State how many lines of the material below contain the string "grass", treating uppercase and lowercase letters as distinct, and give only the number.

——————————

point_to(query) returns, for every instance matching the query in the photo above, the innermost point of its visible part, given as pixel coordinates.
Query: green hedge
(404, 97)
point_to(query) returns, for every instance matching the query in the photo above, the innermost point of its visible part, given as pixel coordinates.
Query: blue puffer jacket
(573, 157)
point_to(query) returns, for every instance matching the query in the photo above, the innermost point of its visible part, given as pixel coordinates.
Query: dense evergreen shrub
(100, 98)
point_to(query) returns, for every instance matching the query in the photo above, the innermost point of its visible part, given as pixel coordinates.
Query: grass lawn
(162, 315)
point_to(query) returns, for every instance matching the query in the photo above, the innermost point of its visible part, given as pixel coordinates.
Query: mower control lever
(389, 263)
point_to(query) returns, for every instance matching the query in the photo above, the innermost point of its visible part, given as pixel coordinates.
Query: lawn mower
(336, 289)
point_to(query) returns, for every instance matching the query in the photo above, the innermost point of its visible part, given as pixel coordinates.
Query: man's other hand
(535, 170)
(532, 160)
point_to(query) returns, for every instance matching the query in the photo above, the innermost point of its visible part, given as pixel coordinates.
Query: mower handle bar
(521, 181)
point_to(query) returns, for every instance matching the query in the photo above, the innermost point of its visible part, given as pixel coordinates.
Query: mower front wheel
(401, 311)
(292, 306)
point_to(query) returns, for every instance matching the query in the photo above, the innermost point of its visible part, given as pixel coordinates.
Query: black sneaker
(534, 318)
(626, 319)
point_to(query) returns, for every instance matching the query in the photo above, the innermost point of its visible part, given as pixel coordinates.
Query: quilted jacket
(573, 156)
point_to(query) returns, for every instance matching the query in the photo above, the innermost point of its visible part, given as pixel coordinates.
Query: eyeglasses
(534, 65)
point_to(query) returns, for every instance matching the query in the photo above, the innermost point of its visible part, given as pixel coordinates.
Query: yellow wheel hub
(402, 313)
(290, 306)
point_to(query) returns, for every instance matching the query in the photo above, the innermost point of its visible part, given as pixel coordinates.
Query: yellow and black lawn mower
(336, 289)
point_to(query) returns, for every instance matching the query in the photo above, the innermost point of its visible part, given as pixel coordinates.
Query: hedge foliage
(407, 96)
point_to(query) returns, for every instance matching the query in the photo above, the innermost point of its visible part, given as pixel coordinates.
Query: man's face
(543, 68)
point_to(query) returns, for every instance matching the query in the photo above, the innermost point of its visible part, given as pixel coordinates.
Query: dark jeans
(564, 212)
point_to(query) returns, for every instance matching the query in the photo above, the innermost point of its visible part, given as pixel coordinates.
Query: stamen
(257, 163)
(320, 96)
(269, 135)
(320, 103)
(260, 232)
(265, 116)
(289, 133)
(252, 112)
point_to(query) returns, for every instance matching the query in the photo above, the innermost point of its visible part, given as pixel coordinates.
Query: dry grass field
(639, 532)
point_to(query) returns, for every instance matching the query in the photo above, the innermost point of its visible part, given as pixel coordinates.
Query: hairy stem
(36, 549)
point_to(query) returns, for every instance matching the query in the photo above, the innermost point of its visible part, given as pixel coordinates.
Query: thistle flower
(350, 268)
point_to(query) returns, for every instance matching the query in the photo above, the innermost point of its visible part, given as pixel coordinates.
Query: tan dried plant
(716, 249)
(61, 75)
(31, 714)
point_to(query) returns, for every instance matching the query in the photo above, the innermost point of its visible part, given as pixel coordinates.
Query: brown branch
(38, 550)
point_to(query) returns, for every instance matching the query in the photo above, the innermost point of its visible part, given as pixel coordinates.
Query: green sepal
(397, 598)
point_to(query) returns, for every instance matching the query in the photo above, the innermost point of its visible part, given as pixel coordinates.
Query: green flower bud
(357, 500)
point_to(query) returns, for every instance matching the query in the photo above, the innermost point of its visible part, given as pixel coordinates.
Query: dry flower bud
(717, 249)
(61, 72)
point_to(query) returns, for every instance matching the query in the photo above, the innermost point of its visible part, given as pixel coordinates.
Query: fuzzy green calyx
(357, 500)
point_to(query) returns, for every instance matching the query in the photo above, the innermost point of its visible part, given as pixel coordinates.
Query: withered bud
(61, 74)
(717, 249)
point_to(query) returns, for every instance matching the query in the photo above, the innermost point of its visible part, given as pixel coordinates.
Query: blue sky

——————————

Answer for this exercise |
2